Extracted entries >>
Content starts
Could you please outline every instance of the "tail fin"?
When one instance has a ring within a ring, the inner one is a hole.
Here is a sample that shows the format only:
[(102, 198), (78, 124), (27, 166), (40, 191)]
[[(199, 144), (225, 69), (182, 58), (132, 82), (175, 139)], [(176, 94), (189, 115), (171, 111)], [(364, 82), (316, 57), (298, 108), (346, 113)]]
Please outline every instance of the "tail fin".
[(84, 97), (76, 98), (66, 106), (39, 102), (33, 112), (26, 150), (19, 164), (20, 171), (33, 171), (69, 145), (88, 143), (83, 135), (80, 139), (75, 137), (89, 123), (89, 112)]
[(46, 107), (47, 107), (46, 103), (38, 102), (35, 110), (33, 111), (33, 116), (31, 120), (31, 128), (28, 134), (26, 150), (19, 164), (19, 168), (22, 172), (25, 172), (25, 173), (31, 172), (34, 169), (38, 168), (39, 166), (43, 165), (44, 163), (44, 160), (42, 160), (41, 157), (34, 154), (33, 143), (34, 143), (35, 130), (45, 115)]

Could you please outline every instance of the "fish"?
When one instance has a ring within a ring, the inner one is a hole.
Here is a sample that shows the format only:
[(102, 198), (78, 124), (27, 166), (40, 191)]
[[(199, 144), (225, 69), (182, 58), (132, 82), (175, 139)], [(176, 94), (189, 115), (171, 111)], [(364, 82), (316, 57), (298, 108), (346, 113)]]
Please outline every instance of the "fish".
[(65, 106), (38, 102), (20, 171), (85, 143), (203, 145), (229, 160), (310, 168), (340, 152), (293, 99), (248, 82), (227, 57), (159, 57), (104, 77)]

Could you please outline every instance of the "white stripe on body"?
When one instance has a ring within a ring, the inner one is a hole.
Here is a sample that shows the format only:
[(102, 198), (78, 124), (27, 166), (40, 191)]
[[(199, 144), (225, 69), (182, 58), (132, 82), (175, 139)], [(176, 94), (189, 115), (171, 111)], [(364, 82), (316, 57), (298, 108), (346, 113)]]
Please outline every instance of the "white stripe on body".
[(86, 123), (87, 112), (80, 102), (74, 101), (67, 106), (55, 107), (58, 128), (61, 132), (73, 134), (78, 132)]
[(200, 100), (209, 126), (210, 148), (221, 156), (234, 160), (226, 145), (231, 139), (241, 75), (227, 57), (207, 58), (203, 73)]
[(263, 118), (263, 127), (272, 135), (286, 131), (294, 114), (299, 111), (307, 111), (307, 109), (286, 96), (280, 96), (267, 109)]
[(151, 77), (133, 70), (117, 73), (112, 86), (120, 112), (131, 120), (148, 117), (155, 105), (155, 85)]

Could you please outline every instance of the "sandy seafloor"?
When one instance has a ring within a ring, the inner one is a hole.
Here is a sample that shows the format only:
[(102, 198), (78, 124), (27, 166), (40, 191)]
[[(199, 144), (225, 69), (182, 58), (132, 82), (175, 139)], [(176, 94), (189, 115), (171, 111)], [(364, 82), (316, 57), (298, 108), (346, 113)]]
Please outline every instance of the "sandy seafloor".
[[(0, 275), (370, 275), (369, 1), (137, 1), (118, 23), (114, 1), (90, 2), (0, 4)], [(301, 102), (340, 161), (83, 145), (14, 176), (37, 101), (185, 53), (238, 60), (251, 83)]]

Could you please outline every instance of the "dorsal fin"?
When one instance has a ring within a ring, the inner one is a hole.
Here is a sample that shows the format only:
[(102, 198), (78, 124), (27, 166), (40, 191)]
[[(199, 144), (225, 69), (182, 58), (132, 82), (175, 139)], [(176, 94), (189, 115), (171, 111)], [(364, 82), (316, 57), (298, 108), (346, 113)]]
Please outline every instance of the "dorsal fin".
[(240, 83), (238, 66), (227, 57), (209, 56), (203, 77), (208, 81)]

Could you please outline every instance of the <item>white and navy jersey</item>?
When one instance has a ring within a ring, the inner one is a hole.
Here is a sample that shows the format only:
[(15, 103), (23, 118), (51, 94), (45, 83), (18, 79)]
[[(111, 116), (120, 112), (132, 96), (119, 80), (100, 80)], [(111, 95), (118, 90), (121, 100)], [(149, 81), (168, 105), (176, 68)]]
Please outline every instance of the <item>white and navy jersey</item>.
Content ends
Content starts
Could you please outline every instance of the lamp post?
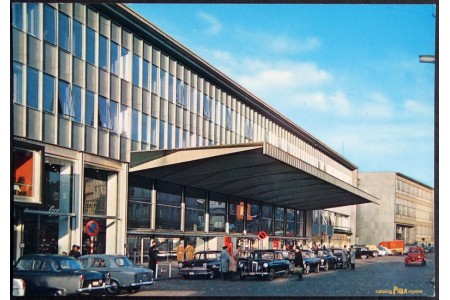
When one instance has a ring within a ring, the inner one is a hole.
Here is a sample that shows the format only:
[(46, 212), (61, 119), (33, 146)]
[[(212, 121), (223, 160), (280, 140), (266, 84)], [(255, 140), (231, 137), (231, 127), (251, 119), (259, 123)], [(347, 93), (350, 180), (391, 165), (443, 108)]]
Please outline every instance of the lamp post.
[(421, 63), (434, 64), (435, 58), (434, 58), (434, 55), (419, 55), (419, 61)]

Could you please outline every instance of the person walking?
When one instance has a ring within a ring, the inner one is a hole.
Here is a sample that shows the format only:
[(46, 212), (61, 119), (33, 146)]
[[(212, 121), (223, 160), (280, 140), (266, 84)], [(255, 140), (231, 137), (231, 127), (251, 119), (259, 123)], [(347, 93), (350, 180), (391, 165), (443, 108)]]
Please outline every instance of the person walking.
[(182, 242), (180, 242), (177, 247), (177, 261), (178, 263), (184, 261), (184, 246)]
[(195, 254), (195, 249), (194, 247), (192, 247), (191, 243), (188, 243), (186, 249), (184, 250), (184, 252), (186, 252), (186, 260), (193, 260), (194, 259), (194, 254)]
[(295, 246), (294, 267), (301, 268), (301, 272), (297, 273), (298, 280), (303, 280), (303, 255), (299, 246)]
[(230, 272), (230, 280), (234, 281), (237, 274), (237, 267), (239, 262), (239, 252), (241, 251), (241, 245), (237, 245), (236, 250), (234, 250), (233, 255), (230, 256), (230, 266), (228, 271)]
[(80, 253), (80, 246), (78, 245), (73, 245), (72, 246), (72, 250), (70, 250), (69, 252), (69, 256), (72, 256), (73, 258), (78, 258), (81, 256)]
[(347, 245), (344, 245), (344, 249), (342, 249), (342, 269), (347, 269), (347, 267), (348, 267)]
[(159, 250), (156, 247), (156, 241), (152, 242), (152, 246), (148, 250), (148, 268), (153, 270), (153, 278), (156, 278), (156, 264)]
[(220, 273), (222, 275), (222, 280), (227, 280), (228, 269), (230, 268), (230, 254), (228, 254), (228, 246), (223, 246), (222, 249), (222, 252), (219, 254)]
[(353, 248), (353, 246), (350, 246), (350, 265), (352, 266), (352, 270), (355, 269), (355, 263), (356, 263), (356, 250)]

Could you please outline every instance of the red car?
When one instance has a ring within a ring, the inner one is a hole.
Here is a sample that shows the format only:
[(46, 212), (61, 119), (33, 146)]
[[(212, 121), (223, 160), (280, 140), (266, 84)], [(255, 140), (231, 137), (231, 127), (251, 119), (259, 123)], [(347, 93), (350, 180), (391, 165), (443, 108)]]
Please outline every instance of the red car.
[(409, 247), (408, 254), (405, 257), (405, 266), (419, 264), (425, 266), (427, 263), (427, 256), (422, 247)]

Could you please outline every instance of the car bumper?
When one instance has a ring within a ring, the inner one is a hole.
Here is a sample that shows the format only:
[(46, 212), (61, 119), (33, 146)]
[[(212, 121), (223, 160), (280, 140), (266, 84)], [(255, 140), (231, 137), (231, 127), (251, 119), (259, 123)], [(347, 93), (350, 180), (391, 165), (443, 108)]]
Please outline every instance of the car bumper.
Content ends
Task prompt >> When you find a line in the records that contains the word "bumper", copy it.

Written response >>
Could you please outline every instance of the car bumper?
Please outline every instance of the car bumper.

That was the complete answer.